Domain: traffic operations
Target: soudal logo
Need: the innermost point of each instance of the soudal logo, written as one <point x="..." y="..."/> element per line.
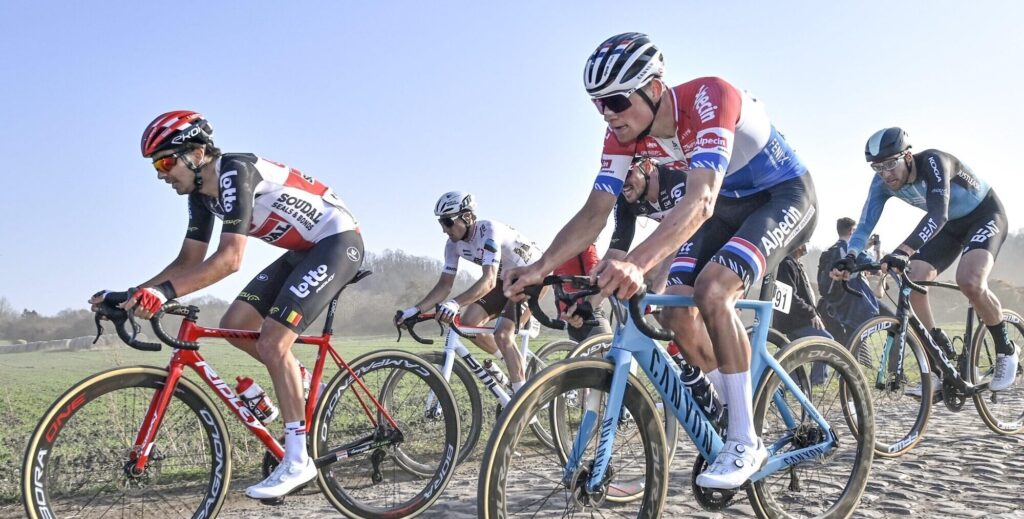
<point x="301" y="206"/>
<point x="702" y="105"/>
<point x="227" y="190"/>
<point x="712" y="139"/>
<point x="312" y="278"/>
<point x="793" y="222"/>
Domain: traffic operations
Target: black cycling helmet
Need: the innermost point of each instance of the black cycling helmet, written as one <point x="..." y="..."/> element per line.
<point x="885" y="143"/>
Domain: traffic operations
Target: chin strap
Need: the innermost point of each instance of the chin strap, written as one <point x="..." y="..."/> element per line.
<point x="196" y="169"/>
<point x="653" y="110"/>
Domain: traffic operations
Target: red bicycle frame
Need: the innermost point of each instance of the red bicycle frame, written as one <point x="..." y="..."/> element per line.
<point x="190" y="332"/>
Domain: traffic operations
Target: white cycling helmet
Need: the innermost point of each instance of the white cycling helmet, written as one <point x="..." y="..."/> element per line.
<point x="624" y="63"/>
<point x="454" y="203"/>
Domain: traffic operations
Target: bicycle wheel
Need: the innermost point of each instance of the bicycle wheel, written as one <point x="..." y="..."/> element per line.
<point x="381" y="478"/>
<point x="900" y="419"/>
<point x="467" y="400"/>
<point x="597" y="347"/>
<point x="1003" y="412"/>
<point x="520" y="477"/>
<point x="78" y="458"/>
<point x="829" y="485"/>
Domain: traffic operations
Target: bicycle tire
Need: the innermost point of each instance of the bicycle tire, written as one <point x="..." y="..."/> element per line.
<point x="430" y="444"/>
<point x="1003" y="412"/>
<point x="91" y="429"/>
<point x="467" y="397"/>
<point x="784" y="493"/>
<point x="900" y="419"/>
<point x="507" y="451"/>
<point x="599" y="345"/>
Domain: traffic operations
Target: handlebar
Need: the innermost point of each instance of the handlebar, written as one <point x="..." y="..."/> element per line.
<point x="110" y="309"/>
<point x="875" y="267"/>
<point x="584" y="289"/>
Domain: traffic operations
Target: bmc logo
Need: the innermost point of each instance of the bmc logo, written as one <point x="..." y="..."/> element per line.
<point x="312" y="278"/>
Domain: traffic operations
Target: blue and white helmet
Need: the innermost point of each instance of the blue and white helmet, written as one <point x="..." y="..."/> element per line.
<point x="623" y="63"/>
<point x="454" y="203"/>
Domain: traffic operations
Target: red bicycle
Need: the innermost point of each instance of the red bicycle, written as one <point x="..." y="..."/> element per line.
<point x="143" y="441"/>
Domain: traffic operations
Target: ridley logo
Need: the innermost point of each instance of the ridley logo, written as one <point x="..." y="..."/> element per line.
<point x="702" y="105"/>
<point x="312" y="278"/>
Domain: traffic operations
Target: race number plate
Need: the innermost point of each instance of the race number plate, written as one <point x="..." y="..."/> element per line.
<point x="783" y="297"/>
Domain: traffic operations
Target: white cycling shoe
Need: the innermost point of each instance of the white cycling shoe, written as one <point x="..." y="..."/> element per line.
<point x="286" y="478"/>
<point x="734" y="466"/>
<point x="1006" y="371"/>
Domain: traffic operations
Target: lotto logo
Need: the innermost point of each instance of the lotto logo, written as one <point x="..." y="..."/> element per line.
<point x="312" y="278"/>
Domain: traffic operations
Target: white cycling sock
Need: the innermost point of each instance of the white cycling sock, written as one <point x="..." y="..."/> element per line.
<point x="295" y="442"/>
<point x="738" y="396"/>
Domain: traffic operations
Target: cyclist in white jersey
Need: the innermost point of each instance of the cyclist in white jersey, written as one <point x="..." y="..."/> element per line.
<point x="496" y="247"/>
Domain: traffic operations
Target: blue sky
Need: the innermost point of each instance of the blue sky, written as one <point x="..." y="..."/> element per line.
<point x="393" y="103"/>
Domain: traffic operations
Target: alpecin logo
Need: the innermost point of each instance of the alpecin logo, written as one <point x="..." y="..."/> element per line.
<point x="312" y="278"/>
<point x="702" y="105"/>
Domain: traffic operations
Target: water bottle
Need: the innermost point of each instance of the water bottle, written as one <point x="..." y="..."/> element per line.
<point x="701" y="389"/>
<point x="496" y="373"/>
<point x="256" y="399"/>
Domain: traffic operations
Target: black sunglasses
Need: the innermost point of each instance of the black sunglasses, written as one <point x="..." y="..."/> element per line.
<point x="615" y="102"/>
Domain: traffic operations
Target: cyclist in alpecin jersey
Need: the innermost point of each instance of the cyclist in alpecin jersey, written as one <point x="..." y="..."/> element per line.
<point x="262" y="199"/>
<point x="964" y="217"/>
<point x="749" y="202"/>
<point x="495" y="247"/>
<point x="649" y="190"/>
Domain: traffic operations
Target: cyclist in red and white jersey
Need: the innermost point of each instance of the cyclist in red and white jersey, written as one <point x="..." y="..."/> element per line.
<point x="258" y="198"/>
<point x="495" y="247"/>
<point x="749" y="201"/>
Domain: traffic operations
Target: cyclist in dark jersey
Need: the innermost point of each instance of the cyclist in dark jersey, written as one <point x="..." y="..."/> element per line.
<point x="749" y="201"/>
<point x="964" y="217"/>
<point x="280" y="205"/>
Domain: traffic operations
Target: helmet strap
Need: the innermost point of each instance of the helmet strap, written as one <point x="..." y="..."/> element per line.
<point x="653" y="111"/>
<point x="197" y="170"/>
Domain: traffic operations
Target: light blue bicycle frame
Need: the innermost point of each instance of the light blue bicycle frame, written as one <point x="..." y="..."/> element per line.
<point x="630" y="343"/>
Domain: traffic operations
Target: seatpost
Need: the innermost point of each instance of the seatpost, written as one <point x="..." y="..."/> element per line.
<point x="330" y="315"/>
┄┄┄┄┄┄┄┄┄┄┄┄┄┄┄┄┄┄┄┄
Pictures are to be left out; everything else in the records gets retyped exactly.

Domain: traffic operations
Target: soudal logo
Need: the innermost point of each instance of the soudal logo, written as one <point x="..." y="..."/> element per line.
<point x="301" y="206"/>
<point x="702" y="105"/>
<point x="227" y="190"/>
<point x="712" y="139"/>
<point x="312" y="278"/>
<point x="793" y="222"/>
Domain: traffic operations
Target: black cycling helmet
Need: the innermost point of each instance of the black cycling helmet, written as one <point x="..." y="..."/> element per line.
<point x="885" y="143"/>
Domain: traffic operations
Target: chin strap
Need: the innermost point of each instance of the chin strap, written as one <point x="..." y="..."/> element per line.
<point x="196" y="169"/>
<point x="653" y="110"/>
Domain: traffic operations
Target: red bicycle frame
Need: the innermost point of each instance of the red bicycle frame, written as one <point x="..." y="..."/> element per line.
<point x="190" y="332"/>
Domain: traffic operations
Target: white cycling helmet
Need: the innermost point of each instance of the white cycling helmet, written as one <point x="..." y="..."/> element per line.
<point x="624" y="63"/>
<point x="454" y="203"/>
Domain: traffic operations
Target: bicycle wheel
Need: the innermost point of each instance of the bicycle wheel, written as one <point x="..." y="..."/> element per line.
<point x="381" y="478"/>
<point x="900" y="419"/>
<point x="467" y="400"/>
<point x="597" y="347"/>
<point x="1003" y="412"/>
<point x="520" y="477"/>
<point x="78" y="458"/>
<point x="829" y="485"/>
Domain: traffic operations
Target: bicycle tire
Need: the innermost point of each instance of the bicycle tire, written as one <point x="..." y="..."/> element per line.
<point x="430" y="444"/>
<point x="1003" y="412"/>
<point x="91" y="429"/>
<point x="467" y="397"/>
<point x="784" y="493"/>
<point x="900" y="419"/>
<point x="507" y="451"/>
<point x="599" y="345"/>
Domain: traffic operations
Target: handlebar
Need: the innermost point of each instance of the handlebar, written as one <point x="..." y="..."/> element per line.
<point x="110" y="309"/>
<point x="875" y="267"/>
<point x="584" y="289"/>
Domain: traffic operations
Target: bmc logo
Need: the innermost point of each instance of the bmc logo, written as one <point x="..." y="..."/> element per line.
<point x="312" y="278"/>
Domain: traffic operations
Target: blue and white helmet
Need: the innermost point of each instance of the blue and white helmet, written as one <point x="..." y="..."/> element per line.
<point x="623" y="63"/>
<point x="454" y="203"/>
Domain: traffic operations
Target: red bicycle
Need: the innermost point of each instance of the red bicycle, written as one <point x="..." y="..."/> element per line.
<point x="143" y="441"/>
Domain: traffic operations
Target: ridley logo
Need: the innermost point of each instance of the ridley logo, written as one <point x="..." y="..."/> element per line.
<point x="702" y="105"/>
<point x="312" y="278"/>
Domain: traffic operations
Target: race number plate
Need: the innermost point of each instance of the race number plate, written as one <point x="..." y="..."/> element per line.
<point x="783" y="297"/>
Domain: traffic operations
Target: white cycling shoe
Need: the innermost point of each instance of the white cycling shoe, written as one <point x="..." y="..."/> element per line.
<point x="286" y="478"/>
<point x="734" y="466"/>
<point x="1006" y="371"/>
Domain: traffic operations
Target: lotto logo
Need: the innermost point of each instance of the lotto logo, written as one <point x="..." y="..."/> element per line.
<point x="312" y="278"/>
Domain: traffic operations
Target: white cycling sock
Need: the innermost point of each instance of the white cycling sock, written as one <point x="..." y="..."/> element per line.
<point x="295" y="442"/>
<point x="738" y="396"/>
Domain: traffic operations
Target: cyclist in white jersey
Need: the innermost point of each instance of the cyclist in white jersey, written as one <point x="..." y="..."/> element per line.
<point x="496" y="247"/>
Domain: traffic operations
Target: blue sky
Need: the innermost point of each instance of the blue sky, written as one <point x="..." y="..."/> element per line.
<point x="393" y="103"/>
Domain: traffic operations
Target: alpecin logo
Need: the innermost point of each instance of the alpecin logo, written as one <point x="..." y="..."/> element per line.
<point x="312" y="278"/>
<point x="702" y="105"/>
Domain: traffic operations
Target: water bottle
Need: the innermost point of each instance of the water bottle, written as one <point x="..." y="..."/> element per line.
<point x="701" y="389"/>
<point x="496" y="373"/>
<point x="256" y="399"/>
Domain: traffic operations
Target: black sunglasses
Need: the innermost point of each instance of the black sunglasses, written as one <point x="..." y="..."/> element per line.
<point x="615" y="102"/>
Domain: traffic operations
Target: cyclist in alpecin jersey
Need: the innermost point of each instance of the cyclist in alpecin jersey, written as one <point x="..." y="..."/> element per line.
<point x="262" y="199"/>
<point x="964" y="217"/>
<point x="749" y="202"/>
<point x="495" y="247"/>
<point x="649" y="190"/>
Domain: traffic operations
Target: cyclist in red and white jersey
Need: the innermost point of each instance of the cyclist in red and white jersey, written as one <point x="..." y="..."/> element per line.
<point x="258" y="198"/>
<point x="495" y="247"/>
<point x="749" y="201"/>
Domain: traffic operations
Target: cyclist in dark jersey
Need: the innermost point of each instance of the cyclist in dark jersey, written as one <point x="..." y="..."/> element per line.
<point x="749" y="201"/>
<point x="964" y="217"/>
<point x="280" y="205"/>
Domain: traffic operations
Target: helmet strap
Need: the innermost point of each instance of the helmet strap, written as one <point x="..." y="..."/> element per line.
<point x="653" y="111"/>
<point x="197" y="170"/>
Domain: traffic operations
Target: light blue bicycle frame
Need: the innermost point of each instance of the light blue bicycle frame, written as one <point x="..." y="..."/> element per line.
<point x="630" y="343"/>
Domain: traffic operations
Target: seatpost
Need: the innermost point of each instance of the seatpost, written as one <point x="..." y="..."/> element per line.
<point x="330" y="315"/>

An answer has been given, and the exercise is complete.